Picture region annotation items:
■ ■ ■

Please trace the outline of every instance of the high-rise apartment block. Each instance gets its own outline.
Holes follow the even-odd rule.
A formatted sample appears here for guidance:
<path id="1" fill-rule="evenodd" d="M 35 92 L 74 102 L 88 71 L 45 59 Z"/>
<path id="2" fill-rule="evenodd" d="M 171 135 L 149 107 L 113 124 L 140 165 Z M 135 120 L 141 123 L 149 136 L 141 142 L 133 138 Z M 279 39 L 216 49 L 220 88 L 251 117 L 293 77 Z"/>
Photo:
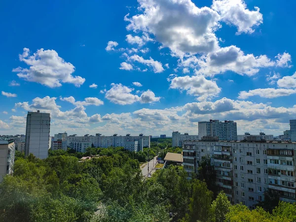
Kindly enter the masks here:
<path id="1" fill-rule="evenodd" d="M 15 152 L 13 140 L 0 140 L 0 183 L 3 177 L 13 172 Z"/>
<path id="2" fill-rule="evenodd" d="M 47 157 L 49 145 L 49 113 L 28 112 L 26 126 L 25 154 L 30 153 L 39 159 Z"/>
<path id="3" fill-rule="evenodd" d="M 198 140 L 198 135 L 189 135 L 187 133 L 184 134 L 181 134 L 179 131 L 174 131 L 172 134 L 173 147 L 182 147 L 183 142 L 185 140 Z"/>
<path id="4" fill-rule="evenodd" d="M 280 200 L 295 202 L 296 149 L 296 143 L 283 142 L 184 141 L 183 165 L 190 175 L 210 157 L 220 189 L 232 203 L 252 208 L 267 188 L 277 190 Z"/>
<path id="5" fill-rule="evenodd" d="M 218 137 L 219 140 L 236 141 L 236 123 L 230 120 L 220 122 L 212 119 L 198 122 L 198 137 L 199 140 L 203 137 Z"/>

■ ■ ■

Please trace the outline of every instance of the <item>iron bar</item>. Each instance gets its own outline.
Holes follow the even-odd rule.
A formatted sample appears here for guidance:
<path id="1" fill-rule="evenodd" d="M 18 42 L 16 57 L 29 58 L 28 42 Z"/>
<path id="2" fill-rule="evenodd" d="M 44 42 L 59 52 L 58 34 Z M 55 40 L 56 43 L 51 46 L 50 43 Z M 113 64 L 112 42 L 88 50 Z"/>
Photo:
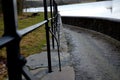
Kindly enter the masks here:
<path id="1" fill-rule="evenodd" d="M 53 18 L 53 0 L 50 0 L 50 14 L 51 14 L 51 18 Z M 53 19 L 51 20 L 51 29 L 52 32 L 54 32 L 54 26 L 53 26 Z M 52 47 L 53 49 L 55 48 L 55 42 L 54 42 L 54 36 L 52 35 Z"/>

■ ■ ■

Exercise goal: Rewrite the lines from the one containing "Please trace the outline of every instance of the high-rise" through the one containing "15 152 L 13", swapping "high-rise apartment block" for "residential tower" and changing nothing else. Omit the picture from your answer.

Completed task:
Please trace the outline of every instance of the residential tower. Each instance gets its own outline.
Holes follow the even-odd rule.
A formatted sample appears here for guidance:
<path id="1" fill-rule="evenodd" d="M 35 92 L 74 102 L 88 71 L 45 59 Z"/>
<path id="2" fill-rule="evenodd" d="M 171 135 L 149 107 L 113 124 L 140 165 Z M 135 120 L 141 123 L 149 136 L 141 142 L 133 138 Z M 279 39 L 216 49 L 220 88 L 251 117 L 293 77 Z"/>
Photo:
Kindly enter the masks here:
<path id="1" fill-rule="evenodd" d="M 15 152 L 13 140 L 0 140 L 0 183 L 3 177 L 13 172 Z"/>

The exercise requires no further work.